Provided text -
Damien Faulkner (born 15 February 1977) is an Irish race car driver from Moville  County Donegal.  Beginning his professional career in Formula Vauxhall Junior in 1995, he competed in the Formula Ford Festival in 1996 and finished 11th.  He finished in 3rd place in Vauxhall Junior in 1997 and moved to Formula Palmer Audi in 1998 where he finished sixth and third in series points in his first two seasons. At the end of 1999 he had his first taste of F3000 when he tested for Arden as part of his prize for finishing third in Palmer Audi.

In 2000 Faulkner dominated the new European Formula Palmer Audi series taking 6 wins on his way to the title. His prize for winning the series assisted him in finding a seat in the American Champ Car feeder series Indy Lights for 2001. In the series' final season he drove for Dorricott Racing, capturing 2 wins on his way to third place in series points. A return home to Mondello Park during the season also saw him win his class in a one-off FIA Sportscar Championship race.

Dataset -
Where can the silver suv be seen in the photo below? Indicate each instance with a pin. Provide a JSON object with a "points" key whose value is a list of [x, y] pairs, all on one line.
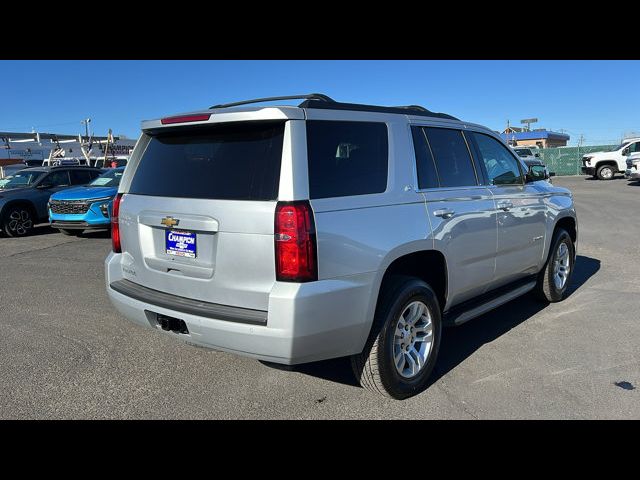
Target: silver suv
{"points": [[295, 234]]}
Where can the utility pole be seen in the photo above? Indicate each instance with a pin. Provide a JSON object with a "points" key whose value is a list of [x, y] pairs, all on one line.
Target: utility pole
{"points": [[580, 140], [86, 122]]}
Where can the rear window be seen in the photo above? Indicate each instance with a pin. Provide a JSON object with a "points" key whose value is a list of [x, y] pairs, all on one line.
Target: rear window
{"points": [[346, 158], [238, 161]]}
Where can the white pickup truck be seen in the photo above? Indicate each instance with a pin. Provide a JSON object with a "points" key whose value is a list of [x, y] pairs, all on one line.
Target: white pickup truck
{"points": [[604, 165], [633, 167]]}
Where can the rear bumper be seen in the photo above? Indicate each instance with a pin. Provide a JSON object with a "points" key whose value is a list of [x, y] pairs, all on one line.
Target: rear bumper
{"points": [[305, 322], [77, 225]]}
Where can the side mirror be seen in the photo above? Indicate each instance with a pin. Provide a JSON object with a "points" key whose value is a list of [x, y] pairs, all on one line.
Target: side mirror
{"points": [[537, 172]]}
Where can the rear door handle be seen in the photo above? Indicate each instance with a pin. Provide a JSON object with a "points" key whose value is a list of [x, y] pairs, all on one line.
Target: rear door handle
{"points": [[444, 213]]}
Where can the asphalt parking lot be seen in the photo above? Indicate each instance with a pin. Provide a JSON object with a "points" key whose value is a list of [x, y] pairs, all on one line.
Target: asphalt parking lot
{"points": [[66, 353]]}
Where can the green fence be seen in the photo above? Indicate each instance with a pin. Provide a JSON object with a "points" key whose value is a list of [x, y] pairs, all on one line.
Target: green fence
{"points": [[568, 160]]}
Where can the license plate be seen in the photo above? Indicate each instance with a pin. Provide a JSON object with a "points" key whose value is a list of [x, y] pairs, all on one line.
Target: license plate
{"points": [[181, 244]]}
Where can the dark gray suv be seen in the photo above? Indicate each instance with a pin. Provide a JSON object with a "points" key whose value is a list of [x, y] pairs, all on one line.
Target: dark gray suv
{"points": [[23, 199]]}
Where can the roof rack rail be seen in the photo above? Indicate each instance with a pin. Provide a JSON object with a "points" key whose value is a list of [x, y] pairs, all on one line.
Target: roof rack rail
{"points": [[405, 110], [413, 107], [309, 96]]}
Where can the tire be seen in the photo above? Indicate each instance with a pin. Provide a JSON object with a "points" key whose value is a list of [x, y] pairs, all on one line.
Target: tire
{"points": [[550, 286], [75, 233], [606, 172], [374, 367], [18, 221]]}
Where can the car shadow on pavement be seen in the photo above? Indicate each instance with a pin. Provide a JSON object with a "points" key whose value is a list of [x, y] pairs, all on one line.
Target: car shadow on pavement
{"points": [[42, 229], [595, 179], [459, 343], [97, 234]]}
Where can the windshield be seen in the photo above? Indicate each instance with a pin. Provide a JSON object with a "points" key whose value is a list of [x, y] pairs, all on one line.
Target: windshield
{"points": [[22, 179], [109, 179], [523, 152]]}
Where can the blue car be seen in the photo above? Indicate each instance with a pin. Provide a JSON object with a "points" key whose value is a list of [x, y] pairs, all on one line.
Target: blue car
{"points": [[75, 210]]}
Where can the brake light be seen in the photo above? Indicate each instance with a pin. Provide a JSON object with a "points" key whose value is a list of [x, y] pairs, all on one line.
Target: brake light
{"points": [[295, 242], [115, 226], [186, 118]]}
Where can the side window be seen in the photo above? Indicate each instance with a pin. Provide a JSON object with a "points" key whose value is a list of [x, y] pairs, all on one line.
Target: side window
{"points": [[58, 179], [346, 158], [452, 157], [80, 177], [427, 174], [501, 166]]}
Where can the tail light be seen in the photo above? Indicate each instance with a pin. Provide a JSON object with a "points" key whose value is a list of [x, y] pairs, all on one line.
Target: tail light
{"points": [[115, 226], [295, 241]]}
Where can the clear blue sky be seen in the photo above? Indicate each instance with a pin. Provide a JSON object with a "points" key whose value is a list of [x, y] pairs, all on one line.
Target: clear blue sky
{"points": [[600, 99]]}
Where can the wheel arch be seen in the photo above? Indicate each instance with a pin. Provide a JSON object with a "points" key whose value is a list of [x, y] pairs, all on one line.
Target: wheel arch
{"points": [[568, 223], [418, 259], [13, 203]]}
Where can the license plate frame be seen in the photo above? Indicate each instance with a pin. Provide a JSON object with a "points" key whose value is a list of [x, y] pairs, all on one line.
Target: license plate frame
{"points": [[178, 243]]}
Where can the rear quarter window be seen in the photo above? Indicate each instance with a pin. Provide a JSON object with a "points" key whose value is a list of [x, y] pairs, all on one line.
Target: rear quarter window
{"points": [[346, 158], [238, 161]]}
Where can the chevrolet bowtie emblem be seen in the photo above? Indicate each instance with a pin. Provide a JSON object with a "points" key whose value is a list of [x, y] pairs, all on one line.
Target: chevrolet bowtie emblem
{"points": [[170, 221]]}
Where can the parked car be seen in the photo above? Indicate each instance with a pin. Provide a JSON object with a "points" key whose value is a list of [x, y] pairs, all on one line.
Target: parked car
{"points": [[604, 165], [75, 210], [295, 234], [633, 167], [9, 170], [23, 199]]}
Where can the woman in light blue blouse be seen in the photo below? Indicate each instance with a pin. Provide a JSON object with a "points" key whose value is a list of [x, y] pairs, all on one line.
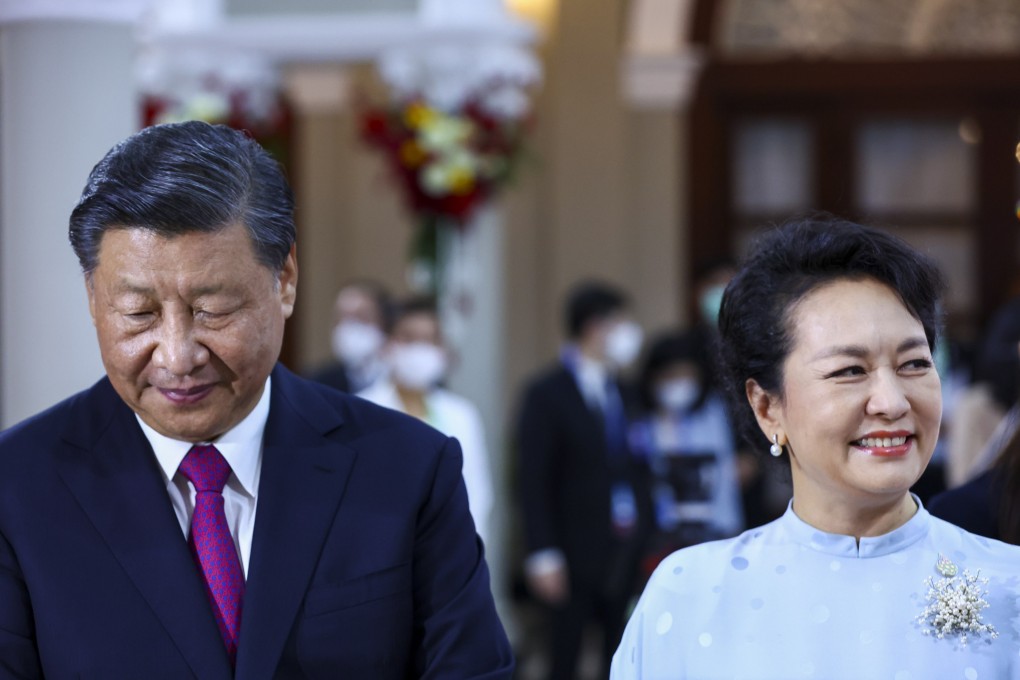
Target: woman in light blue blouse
{"points": [[826, 337]]}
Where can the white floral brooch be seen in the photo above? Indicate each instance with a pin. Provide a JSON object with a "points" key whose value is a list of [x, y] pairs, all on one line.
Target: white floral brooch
{"points": [[955, 604]]}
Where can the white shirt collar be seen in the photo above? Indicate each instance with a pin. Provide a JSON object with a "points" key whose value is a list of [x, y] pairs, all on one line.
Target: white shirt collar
{"points": [[241, 446], [592, 379]]}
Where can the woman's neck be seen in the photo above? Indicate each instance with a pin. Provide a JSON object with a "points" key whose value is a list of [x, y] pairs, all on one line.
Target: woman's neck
{"points": [[858, 519]]}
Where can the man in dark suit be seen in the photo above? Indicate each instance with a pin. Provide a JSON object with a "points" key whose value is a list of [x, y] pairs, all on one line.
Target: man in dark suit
{"points": [[201, 512], [581, 491]]}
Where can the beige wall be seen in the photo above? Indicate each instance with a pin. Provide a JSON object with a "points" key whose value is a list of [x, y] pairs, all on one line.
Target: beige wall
{"points": [[598, 197]]}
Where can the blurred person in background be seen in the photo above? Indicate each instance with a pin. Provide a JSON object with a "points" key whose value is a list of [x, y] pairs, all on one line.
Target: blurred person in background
{"points": [[361, 319], [580, 487], [417, 363], [764, 483], [826, 334], [686, 436], [988, 504]]}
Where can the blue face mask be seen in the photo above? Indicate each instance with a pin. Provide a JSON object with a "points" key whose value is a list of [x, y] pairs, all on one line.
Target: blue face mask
{"points": [[710, 302]]}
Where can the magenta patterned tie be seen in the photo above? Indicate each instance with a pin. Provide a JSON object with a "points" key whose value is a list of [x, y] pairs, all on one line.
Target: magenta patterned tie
{"points": [[211, 542]]}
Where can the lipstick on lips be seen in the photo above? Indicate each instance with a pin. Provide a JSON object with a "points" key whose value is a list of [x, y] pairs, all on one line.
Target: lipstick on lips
{"points": [[186, 397], [884, 443]]}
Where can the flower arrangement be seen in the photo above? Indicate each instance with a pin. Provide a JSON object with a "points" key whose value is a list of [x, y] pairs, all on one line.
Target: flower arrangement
{"points": [[446, 163], [955, 605]]}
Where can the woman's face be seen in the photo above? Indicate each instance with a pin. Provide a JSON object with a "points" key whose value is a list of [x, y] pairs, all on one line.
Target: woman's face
{"points": [[861, 403]]}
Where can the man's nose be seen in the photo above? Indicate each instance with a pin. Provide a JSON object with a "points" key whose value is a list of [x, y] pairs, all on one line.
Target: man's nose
{"points": [[177, 351], [888, 399]]}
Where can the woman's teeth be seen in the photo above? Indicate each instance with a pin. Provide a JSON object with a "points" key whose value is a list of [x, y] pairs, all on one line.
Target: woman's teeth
{"points": [[876, 441]]}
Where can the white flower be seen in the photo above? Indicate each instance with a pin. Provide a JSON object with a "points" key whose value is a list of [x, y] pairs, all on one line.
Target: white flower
{"points": [[955, 605]]}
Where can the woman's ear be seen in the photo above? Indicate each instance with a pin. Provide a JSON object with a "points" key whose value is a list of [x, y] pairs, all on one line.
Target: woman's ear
{"points": [[767, 409]]}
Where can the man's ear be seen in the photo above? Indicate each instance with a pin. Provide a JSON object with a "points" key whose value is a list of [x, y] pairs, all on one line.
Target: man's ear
{"points": [[90, 291], [767, 409]]}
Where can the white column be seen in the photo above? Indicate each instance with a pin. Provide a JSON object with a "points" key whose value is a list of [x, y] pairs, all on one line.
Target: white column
{"points": [[66, 96], [472, 316]]}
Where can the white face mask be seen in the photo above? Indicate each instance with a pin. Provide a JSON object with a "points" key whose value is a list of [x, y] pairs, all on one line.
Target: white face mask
{"points": [[354, 343], [623, 344], [678, 395], [417, 365]]}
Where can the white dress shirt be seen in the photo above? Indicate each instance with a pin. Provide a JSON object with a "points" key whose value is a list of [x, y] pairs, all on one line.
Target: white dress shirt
{"points": [[242, 447]]}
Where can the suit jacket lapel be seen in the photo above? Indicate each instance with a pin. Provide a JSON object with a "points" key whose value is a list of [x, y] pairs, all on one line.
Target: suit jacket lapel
{"points": [[112, 472], [303, 479]]}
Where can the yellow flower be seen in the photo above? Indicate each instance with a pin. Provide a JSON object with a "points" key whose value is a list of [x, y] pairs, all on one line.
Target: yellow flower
{"points": [[411, 154], [453, 173], [418, 115], [445, 134]]}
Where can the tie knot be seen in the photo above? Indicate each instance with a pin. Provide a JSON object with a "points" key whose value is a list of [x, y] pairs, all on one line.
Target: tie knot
{"points": [[206, 468]]}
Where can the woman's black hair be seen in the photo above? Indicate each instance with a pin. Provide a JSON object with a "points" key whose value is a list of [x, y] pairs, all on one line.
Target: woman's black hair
{"points": [[788, 262], [184, 177], [674, 348]]}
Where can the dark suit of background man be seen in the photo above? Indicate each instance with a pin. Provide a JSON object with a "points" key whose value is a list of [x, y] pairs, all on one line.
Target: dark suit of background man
{"points": [[350, 522], [580, 490]]}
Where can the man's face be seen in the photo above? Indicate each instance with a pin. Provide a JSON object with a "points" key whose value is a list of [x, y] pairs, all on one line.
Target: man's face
{"points": [[356, 304], [189, 327]]}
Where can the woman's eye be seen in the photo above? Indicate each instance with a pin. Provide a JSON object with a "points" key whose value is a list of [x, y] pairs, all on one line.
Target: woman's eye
{"points": [[918, 364], [848, 371]]}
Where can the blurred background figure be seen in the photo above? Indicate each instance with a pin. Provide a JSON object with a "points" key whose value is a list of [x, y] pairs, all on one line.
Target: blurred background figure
{"points": [[361, 315], [764, 484], [416, 365], [581, 489], [983, 418], [686, 436], [988, 501]]}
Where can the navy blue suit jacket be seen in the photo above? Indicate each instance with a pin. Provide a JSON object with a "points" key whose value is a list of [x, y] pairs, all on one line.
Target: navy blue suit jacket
{"points": [[364, 562]]}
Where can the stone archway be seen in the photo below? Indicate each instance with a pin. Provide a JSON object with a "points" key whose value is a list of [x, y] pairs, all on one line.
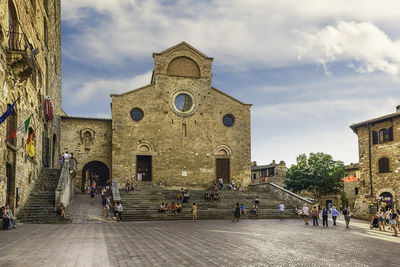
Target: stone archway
{"points": [[95, 171], [386, 198]]}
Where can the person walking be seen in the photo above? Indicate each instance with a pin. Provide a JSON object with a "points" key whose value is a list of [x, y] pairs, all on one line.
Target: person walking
{"points": [[393, 222], [315, 215], [281, 210], [335, 214], [194, 212], [118, 210], [93, 190], [347, 215], [324, 216], [381, 220], [306, 214], [236, 213]]}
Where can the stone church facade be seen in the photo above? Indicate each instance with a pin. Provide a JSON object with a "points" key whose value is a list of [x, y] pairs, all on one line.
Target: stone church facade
{"points": [[379, 155], [179, 130], [30, 69]]}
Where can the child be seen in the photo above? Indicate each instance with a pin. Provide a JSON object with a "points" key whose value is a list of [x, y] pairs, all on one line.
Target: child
{"points": [[194, 212]]}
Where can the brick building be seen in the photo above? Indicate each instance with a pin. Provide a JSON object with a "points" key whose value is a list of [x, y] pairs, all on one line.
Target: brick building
{"points": [[30, 69], [178, 130], [379, 154]]}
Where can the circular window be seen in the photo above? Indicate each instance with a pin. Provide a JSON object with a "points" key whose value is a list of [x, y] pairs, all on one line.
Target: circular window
{"points": [[137, 114], [228, 120], [183, 102]]}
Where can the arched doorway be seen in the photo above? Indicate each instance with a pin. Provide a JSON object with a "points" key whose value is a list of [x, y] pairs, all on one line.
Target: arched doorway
{"points": [[95, 171], [386, 200]]}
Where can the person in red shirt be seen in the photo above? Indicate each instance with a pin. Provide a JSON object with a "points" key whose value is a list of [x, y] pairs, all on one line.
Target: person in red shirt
{"points": [[172, 208]]}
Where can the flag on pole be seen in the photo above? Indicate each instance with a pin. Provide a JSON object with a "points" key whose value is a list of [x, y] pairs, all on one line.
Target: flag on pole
{"points": [[8, 112], [30, 145], [22, 129]]}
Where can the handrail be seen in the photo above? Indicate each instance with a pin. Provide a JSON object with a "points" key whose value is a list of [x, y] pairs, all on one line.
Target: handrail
{"points": [[115, 191], [291, 193], [65, 186]]}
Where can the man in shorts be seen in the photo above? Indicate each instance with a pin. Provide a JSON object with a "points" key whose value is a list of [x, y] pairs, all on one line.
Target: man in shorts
{"points": [[347, 215], [306, 214], [281, 210]]}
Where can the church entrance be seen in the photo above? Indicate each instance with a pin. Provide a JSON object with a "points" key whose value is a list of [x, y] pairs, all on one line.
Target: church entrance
{"points": [[143, 168], [95, 171], [223, 170], [386, 200]]}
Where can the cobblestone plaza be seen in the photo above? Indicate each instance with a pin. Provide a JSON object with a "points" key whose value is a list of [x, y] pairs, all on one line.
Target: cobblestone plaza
{"points": [[202, 243]]}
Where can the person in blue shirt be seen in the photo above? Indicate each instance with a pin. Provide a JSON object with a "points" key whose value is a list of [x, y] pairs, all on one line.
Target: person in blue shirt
{"points": [[324, 216], [335, 214]]}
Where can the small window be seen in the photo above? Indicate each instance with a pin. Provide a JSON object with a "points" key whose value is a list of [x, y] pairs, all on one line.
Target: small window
{"points": [[183, 102], [374, 137], [137, 114], [228, 120], [383, 136], [383, 165], [391, 134]]}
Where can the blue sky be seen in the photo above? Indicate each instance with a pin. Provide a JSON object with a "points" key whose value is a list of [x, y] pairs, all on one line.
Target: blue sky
{"points": [[310, 68]]}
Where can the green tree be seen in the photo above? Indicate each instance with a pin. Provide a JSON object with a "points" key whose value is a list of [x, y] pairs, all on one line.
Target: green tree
{"points": [[318, 173]]}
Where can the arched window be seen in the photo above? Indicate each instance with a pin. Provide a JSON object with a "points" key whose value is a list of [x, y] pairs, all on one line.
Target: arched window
{"points": [[383, 136], [374, 137], [383, 165], [391, 134]]}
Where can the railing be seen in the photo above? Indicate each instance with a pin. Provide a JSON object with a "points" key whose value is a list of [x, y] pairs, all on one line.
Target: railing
{"points": [[282, 194], [115, 190], [65, 188], [17, 41]]}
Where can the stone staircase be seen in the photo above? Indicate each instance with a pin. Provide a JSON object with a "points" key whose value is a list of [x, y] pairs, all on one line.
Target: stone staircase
{"points": [[39, 207], [144, 202]]}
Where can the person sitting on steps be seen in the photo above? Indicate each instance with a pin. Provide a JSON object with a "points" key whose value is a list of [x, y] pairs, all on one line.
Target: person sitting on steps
{"points": [[61, 210]]}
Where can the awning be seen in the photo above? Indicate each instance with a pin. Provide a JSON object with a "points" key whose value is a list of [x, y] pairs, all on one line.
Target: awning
{"points": [[349, 179]]}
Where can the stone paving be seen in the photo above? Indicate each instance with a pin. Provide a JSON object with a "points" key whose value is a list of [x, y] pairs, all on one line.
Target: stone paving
{"points": [[202, 243], [95, 241]]}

Instructions for the task -
Answer the following from the Damien Faulkner biography.
(a) In what position did Faulkner finish at the 1996 Formula Ford Festival?
(b) How many wins did he take in the European Formula Palmer Audi series in 2000?
(c) For which team did he drive in Indy Lights?

Written response -
(a) 11th
(b) 6
(c) Dorricott Racing